▸ **SET TASK**: Starting with the line containing "I would appreciate it if you could identify the beard" and going on through the end of the records, rewrite every line, requests included, scaling each coordinate in the answers by 0.5 and rounding to whole numbers with halves rounded up. Leave the requests and their sample coordinate lines unchanged.

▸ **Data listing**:
++++++++

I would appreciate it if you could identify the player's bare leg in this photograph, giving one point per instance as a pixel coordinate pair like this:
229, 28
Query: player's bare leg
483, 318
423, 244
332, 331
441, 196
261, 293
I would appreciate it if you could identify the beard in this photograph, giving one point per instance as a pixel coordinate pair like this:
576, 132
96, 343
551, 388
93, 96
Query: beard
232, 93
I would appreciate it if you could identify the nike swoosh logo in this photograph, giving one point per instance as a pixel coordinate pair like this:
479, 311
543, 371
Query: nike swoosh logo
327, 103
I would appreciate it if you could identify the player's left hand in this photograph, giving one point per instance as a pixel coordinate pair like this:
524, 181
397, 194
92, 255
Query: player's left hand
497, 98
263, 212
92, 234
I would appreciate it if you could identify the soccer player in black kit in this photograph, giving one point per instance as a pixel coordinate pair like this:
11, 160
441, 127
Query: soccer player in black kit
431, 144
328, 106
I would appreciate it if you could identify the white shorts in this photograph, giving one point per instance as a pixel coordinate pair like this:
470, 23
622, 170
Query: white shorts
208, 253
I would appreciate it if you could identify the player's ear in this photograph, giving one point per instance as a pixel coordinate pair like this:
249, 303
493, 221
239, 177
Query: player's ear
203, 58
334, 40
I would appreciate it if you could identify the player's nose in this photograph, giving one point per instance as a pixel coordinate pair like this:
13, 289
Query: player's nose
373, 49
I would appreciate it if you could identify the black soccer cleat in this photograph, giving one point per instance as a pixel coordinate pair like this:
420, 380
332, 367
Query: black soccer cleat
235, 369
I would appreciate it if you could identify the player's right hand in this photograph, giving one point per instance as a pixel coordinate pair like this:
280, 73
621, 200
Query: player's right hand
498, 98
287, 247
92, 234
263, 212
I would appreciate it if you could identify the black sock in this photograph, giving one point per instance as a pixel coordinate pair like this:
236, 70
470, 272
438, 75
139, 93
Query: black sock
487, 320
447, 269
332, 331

++++++++

▸ **REPLY TO THE EXERCISE**:
I would appreciate it if you could identify the beard in this photograph, giving one point per instance as a pixel coordinate pair like this:
576, 132
96, 343
551, 388
93, 96
Query: beard
116, 47
I would appreciate it if you could identify the nike swoosh logo in this photograph, giving one point per instance as a pixel coordinate pair like this:
479, 311
543, 371
Query: nike swoosh logo
164, 52
I would appreciate it if you could identify the player's left hand in this photograph, giving one point per instance as a pixel coordinate pair like this:
524, 181
397, 194
92, 255
Query: player's left hand
249, 49
132, 106
46, 117
I would appreciate it if you could identify the soccer player in black kit in this photograph, giving one point per instance as a pixel coordinate pair like this:
11, 160
441, 127
Query: soccer player in black kit
216, 72
164, 53
I would appreciate it if you could identify the white shorts in this photograph, giving one point per instance as a pixel coordinate pair like this:
470, 23
622, 170
Query: white shorts
104, 127
I would appreciate it if you could identify the player's ear in this photograph, giving one point per instance as a pixel coordinate pair like this:
249, 303
493, 221
239, 177
Query: player's ear
102, 29
167, 20
I would appreciate it if you could identify the player's nose in this photograph, giving one point per instance as a pixel coordinate pair like this:
13, 289
Query: player's nose
187, 25
I would appreciate it if you could identify the black soccer cleat in this photograph, giving one point per instance as a pixel coordinate pair like this:
420, 380
332, 367
Query: black soccer cleat
118, 185
I would appreciate it if you could identify the player's right hand in this photograph, giving one point per instance as a pixel coordinate pair like this:
280, 73
621, 200
Query: player's right hand
249, 49
144, 124
46, 117
132, 106
I would appreciate it if you could identify the black sock in this photograph, giving one point per instance as a pixel coordinate pair like this:
236, 70
470, 272
438, 75
139, 93
Query: black sock
244, 160
224, 135
166, 166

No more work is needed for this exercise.